**Data extract**
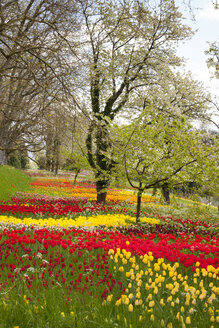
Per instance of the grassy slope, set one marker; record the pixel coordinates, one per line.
(11, 181)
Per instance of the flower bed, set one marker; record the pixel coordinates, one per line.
(66, 262)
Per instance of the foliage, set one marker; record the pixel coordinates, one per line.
(156, 150)
(11, 181)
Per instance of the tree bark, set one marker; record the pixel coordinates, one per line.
(76, 175)
(101, 187)
(166, 193)
(3, 157)
(138, 206)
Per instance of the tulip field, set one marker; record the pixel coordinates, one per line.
(67, 262)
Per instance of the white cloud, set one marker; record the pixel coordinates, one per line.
(208, 12)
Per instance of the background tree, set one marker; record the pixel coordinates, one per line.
(32, 37)
(156, 152)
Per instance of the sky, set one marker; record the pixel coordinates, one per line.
(207, 25)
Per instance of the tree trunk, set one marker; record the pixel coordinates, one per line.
(166, 193)
(101, 187)
(138, 206)
(3, 157)
(76, 175)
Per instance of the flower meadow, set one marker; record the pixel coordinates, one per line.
(68, 262)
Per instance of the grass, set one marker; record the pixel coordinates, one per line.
(11, 181)
(82, 277)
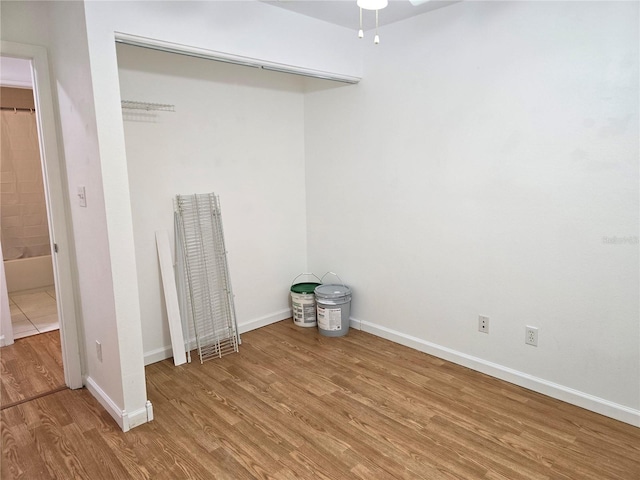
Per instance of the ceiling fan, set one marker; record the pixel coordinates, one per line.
(377, 5)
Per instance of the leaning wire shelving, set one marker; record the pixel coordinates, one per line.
(207, 303)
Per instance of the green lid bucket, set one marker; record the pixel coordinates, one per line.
(306, 287)
(303, 301)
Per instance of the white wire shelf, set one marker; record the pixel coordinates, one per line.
(157, 107)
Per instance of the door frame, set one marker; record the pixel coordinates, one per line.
(60, 229)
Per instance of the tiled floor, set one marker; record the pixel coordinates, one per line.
(33, 312)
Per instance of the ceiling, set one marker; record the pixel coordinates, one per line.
(346, 13)
(15, 72)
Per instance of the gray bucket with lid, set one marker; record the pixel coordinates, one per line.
(334, 306)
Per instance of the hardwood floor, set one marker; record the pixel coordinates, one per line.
(295, 405)
(31, 367)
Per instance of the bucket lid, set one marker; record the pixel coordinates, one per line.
(332, 291)
(305, 287)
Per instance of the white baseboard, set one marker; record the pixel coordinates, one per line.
(163, 353)
(545, 387)
(125, 420)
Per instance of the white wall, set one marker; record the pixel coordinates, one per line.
(238, 132)
(60, 26)
(477, 168)
(81, 38)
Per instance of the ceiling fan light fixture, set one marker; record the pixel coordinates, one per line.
(372, 4)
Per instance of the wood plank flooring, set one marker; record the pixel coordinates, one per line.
(31, 367)
(295, 405)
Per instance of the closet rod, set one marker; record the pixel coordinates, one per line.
(14, 109)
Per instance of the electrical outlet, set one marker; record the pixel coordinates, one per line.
(99, 350)
(483, 324)
(531, 336)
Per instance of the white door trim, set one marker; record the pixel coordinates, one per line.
(57, 206)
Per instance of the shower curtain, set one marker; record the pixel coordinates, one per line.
(23, 211)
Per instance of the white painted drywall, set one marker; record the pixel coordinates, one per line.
(479, 168)
(67, 46)
(238, 132)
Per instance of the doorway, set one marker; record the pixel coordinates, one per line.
(26, 245)
(59, 245)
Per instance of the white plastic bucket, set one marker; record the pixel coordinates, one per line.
(334, 306)
(303, 302)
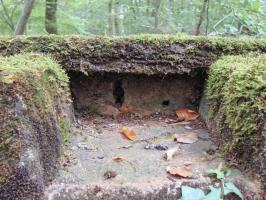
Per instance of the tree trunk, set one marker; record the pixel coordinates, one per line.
(117, 22)
(22, 22)
(155, 13)
(7, 17)
(50, 16)
(148, 7)
(110, 18)
(197, 31)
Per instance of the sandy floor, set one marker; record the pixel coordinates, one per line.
(88, 158)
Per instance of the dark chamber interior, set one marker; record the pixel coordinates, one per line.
(142, 94)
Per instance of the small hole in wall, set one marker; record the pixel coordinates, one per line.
(165, 103)
(118, 92)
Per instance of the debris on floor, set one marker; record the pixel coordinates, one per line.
(185, 114)
(145, 155)
(110, 174)
(183, 171)
(159, 147)
(171, 153)
(186, 138)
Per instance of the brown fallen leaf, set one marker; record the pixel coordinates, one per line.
(183, 171)
(184, 114)
(118, 159)
(170, 153)
(128, 133)
(110, 174)
(124, 110)
(186, 138)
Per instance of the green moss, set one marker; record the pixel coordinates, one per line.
(64, 129)
(237, 105)
(32, 90)
(13, 67)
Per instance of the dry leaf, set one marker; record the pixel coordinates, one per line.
(183, 171)
(186, 138)
(185, 114)
(124, 110)
(129, 134)
(118, 159)
(171, 153)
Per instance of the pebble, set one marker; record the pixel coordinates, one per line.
(188, 127)
(159, 147)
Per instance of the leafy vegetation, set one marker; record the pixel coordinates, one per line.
(125, 17)
(215, 193)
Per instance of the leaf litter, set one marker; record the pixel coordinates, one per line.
(186, 138)
(183, 171)
(185, 114)
(128, 133)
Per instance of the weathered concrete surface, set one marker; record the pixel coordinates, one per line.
(139, 94)
(142, 173)
(147, 54)
(34, 112)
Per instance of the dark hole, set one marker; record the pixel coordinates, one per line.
(118, 92)
(166, 103)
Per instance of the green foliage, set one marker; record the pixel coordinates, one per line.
(90, 17)
(215, 193)
(237, 87)
(189, 193)
(64, 129)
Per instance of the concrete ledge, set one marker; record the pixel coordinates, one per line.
(34, 110)
(146, 54)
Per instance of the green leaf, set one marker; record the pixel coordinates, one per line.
(255, 6)
(189, 193)
(214, 194)
(231, 188)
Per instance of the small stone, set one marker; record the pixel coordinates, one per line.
(161, 147)
(150, 146)
(188, 127)
(110, 174)
(84, 146)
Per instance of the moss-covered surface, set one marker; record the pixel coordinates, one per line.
(237, 109)
(34, 95)
(145, 54)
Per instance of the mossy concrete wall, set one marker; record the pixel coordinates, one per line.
(146, 54)
(236, 96)
(34, 109)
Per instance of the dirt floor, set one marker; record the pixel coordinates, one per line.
(100, 163)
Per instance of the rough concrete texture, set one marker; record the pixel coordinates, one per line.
(140, 94)
(31, 109)
(146, 54)
(142, 172)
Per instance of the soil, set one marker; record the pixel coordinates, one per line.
(140, 94)
(89, 170)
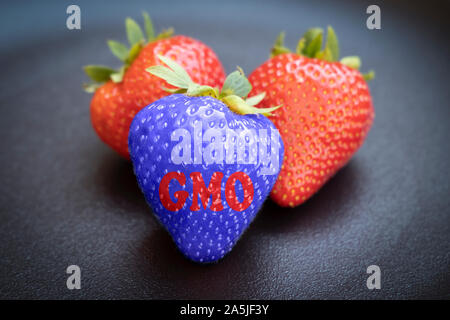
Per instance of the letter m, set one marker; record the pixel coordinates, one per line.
(214, 190)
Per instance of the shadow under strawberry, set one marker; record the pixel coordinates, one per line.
(324, 208)
(115, 179)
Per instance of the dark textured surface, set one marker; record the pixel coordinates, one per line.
(65, 198)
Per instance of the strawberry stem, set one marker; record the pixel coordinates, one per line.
(233, 93)
(310, 45)
(127, 55)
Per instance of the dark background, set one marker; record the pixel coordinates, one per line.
(66, 198)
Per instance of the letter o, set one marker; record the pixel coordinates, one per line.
(230, 191)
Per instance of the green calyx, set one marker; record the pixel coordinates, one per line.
(101, 74)
(234, 91)
(311, 45)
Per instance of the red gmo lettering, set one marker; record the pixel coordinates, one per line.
(203, 193)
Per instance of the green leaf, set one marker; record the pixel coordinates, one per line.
(168, 75)
(118, 49)
(352, 62)
(325, 54)
(148, 27)
(369, 75)
(253, 101)
(332, 44)
(98, 73)
(300, 46)
(134, 32)
(236, 83)
(278, 47)
(238, 105)
(118, 76)
(314, 46)
(309, 36)
(90, 87)
(179, 70)
(199, 90)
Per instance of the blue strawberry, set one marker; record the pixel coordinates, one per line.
(205, 160)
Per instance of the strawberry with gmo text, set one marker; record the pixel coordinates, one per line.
(205, 160)
(120, 94)
(326, 115)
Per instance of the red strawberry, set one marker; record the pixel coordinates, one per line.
(126, 91)
(326, 115)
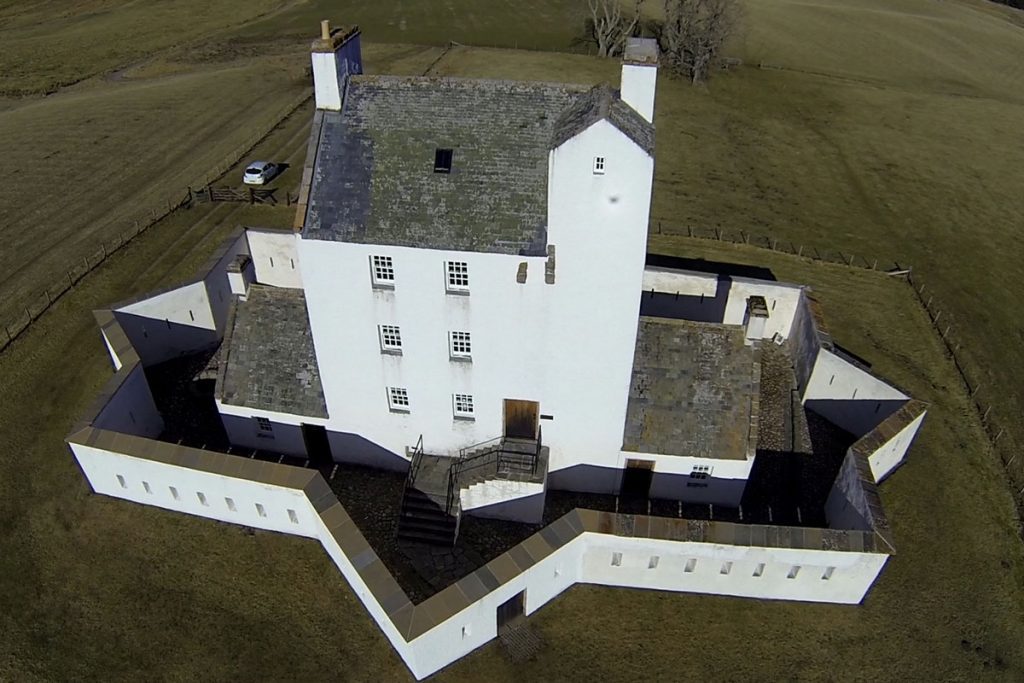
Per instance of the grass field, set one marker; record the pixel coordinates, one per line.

**What to work on**
Give the entries again word for word, but skip the pictures.

**Full answer**
Per instance of the grassy slope, set one marker; record the pixel coordinates, one per line.
(11, 181)
Per instance of the flower bed, set one marker; record the pixel coordinates, one per line.
(66, 262)
Per instance of the foliage, set one marker; record the pixel coordinates, one per line.
(156, 150)
(11, 181)
Per instance of the tree bark, set one marker; record the pixel coordinates, one per line.
(76, 175)
(101, 187)
(166, 193)
(3, 157)
(138, 206)
Per instance of the tulip field, set one marker; record the pixel coordinates, one per line.
(67, 262)
Per instance of the white cloud, set one marker; record the pixel coordinates, one per line.
(208, 12)
Per instance of the background tree, set one marker; record the pixel coordinates, one per line.
(32, 37)
(156, 152)
Per instance of the sky, set one marker; record the pixel coordinates, one per line.
(207, 25)
Per instance of the tree trunk, set one marker; record the pixel coordinates, one per line.
(166, 193)
(101, 187)
(138, 206)
(3, 157)
(76, 175)
Per instance of the flower meadow, set one marker; record the pixel coordinates, one per line.
(68, 262)
Per instance of the grass, set one marker; record the pixel coordinates, one per line.
(11, 181)
(82, 277)
Per instance of the ceiling fan, set one marker; record the pixel coordinates, one per line.
(377, 5)
Per instance of the leaning wire shelving, set one marker; record the pixel coordinates, one per line.
(207, 303)
Per instance of the green lid bucket, set one marker; record the pixel coordinates, one per line.
(306, 287)
(303, 301)
Per instance of the white wire shelf, set one marker; record the pixel coordinates, one per line.
(157, 107)
Per instance of the door frame, set one marker; record the pixel coordinates, one per line.
(60, 229)
Per instance of the tiled floor, set one marker; record the pixel coordinates, one per line.
(33, 312)
Per instance of the ceiling, set one marker; record the pixel coordinates, one per line.
(346, 13)
(15, 72)
Per instance of the gray bucket with lid, set one marker; record the pixel coordinates, one per line.
(334, 306)
Per instance of the hardwood floor, set one marker; record the pixel coordinates, one per line.
(295, 405)
(31, 367)
Per instance of the bucket lid, set one marker; record the pixel coordinates, one per line.
(332, 291)
(305, 287)
Per instance of the white baseboard, set one marker; record the pixel coordinates, one per line.
(163, 353)
(545, 387)
(125, 420)
Per instance of the white wall, set one marker; record the pixel coordinates, one per line.
(238, 132)
(60, 26)
(477, 168)
(81, 38)
Per instance of the ceiling fan light fixture, set one marker; record the pixel coordinates, one per line.
(372, 4)
Per instance of the wood plank flooring, set one marker; record the pixel coordinates, one per line.
(31, 367)
(295, 405)
Per instance of the closet rod, set one marker; record the pixel coordinates, one per line.
(14, 109)
Per instance of the electrical outlet, set one marker; record the pixel coordinates, one per line.
(99, 350)
(483, 324)
(531, 336)
Per instance of the white door trim, set one marker; record the pixel coordinates, one per line.
(57, 206)
Per instance of the shower curtain, set one marker; record the pixel coordinates, one per line.
(23, 211)
Per instance of the white painted drywall, set one marker; record the pixel coordinates, one per line.
(479, 168)
(67, 46)
(238, 132)
Per instance of the doorway, set one marker; record the pixel coordinates, one per line.
(26, 245)
(59, 245)
Per instance of the white plastic bucket, set one marker; record the pixel coordinates, one per line.
(334, 306)
(303, 302)
Per instance of the tree trunk, set one marker; record the pixel coordinates, one per line.
(117, 22)
(22, 22)
(155, 13)
(7, 17)
(50, 16)
(148, 7)
(110, 18)
(197, 31)
Per instance of the sandy floor, set one marker; record the pixel coordinates, one per line.
(88, 158)
Per instance of the dark chamber interior, set one marker; record the pixel coordinates, one per line.
(142, 94)
Per instance of the small hole in wall, set one marker; record the pixel coordinates, one per line.
(165, 103)
(118, 92)
Per instance of the debris on floor, set one marker; record the pixel coordinates, one per line.
(185, 114)
(145, 155)
(110, 174)
(183, 171)
(159, 147)
(171, 153)
(186, 138)
Per instance of the brown fallen leaf, set one marker; record the pixel coordinates, one per line.
(183, 171)
(184, 114)
(118, 159)
(170, 153)
(128, 133)
(110, 174)
(124, 110)
(186, 138)
Per instance of the green moss, set one marker; record the pixel coordinates, one per line.
(64, 129)
(237, 105)
(32, 90)
(13, 67)
Per instance of the dry leaf, set one marker; record the pixel coordinates, one per line.
(183, 171)
(186, 138)
(185, 114)
(124, 110)
(129, 134)
(118, 159)
(171, 153)
Per instance of the pebble, set one marker; record the pixel coordinates, one per line.
(188, 127)
(159, 147)
Per instance of the leafy vegetation, set one marker; record the pixel coordinates, one per line.
(125, 17)
(215, 193)
Per instance of the leaf litter, set one marker; record the pixel coordinates, one per line.
(186, 138)
(183, 171)
(185, 114)
(128, 133)
Per instance of the weathered concrete surface, set one marker; record the pixel coordinates, one per line.
(139, 94)
(142, 173)
(147, 54)
(34, 112)
Per instance of the dark hole, set one marker; record the pixel coordinates, one per line.
(118, 92)
(166, 103)
Per instance of the green foliage, set one marker; record the pixel coordinates, one per line.
(90, 17)
(215, 193)
(237, 87)
(189, 193)
(64, 129)
Per instance of the concrete ledge, set one marker; record the pixel coordinates, one per line.
(34, 110)
(146, 54)
Per instance of the green leaf, set one marker; record the pixel coordinates, one per line.
(255, 6)
(189, 193)
(214, 194)
(231, 188)
Per instance of the small stone, set one marker; record the pixel coordinates, one per line.
(161, 147)
(150, 146)
(188, 127)
(110, 174)
(84, 146)
Per instance of the moss-covered surface, set one marker; record the pixel coordinates, one per line.
(237, 109)
(34, 95)
(145, 54)
Per instance of the mossy concrete wall, set one marker; record the pixel coordinates, one per line.
(146, 54)
(236, 96)
(34, 109)
Per instance of the dirt floor, set one marker; record the pixel coordinates, one per line.
(100, 163)
Per instance of the rough concrete texture, set one marker; record the pixel coordinates, one per line.
(140, 94)
(31, 109)
(146, 54)
(142, 172)
Per instance of the soil, set one marker; record the pixel coordinates, one per line.
(140, 94)
(89, 170)
Per instance of the letter m, set one marker; record the pixel coordinates, one per line.
(214, 190)
Per instance of the shadow under strawberry, set one marker; record the pixel coordinates, one per line.
(324, 208)
(115, 179)
Per instance of the dark textured surface, set one marker; record the pixel coordinates, one per line.
(65, 198)
Per instance of the strawberry stem, set one marker; record the pixel coordinates, one per line.
(233, 93)
(310, 45)
(127, 55)
Per instance of the dark background, set one marker; record the pixel coordinates, one per line.
(66, 198)
Per instance of the letter o, set one marker; record the pixel coordinates, one per line.
(230, 191)
Per instance of the green calyx, set one marker; record the pixel coordinates, one per line.
(101, 74)
(234, 91)
(311, 45)
Per instance of the red gmo lettering, set one marker; record the pixel coordinates, one per line.
(203, 193)
Per instance of the green leaf, set one marker; record the pixel coordinates, one per line.
(168, 75)
(118, 49)
(352, 62)
(325, 54)
(148, 27)
(369, 75)
(253, 101)
(332, 44)
(98, 73)
(300, 46)
(134, 32)
(236, 83)
(278, 47)
(238, 105)
(118, 76)
(314, 46)
(309, 36)
(90, 87)
(179, 70)
(199, 90)
Per instance of the blue strawberry, set one marker; record the pixel coordinates, one per line.
(205, 160)
Per instance of the strawberry with gmo text, set one marker; record the pixel coordinates, one per line.
(205, 160)
(120, 94)
(326, 115)
Per instance of the red strawberry, set one marker; record the pixel coordinates, one per line.
(126, 91)
(326, 115)
Per instance of the grass field, set one marker; record the pixel coordinates, one per line.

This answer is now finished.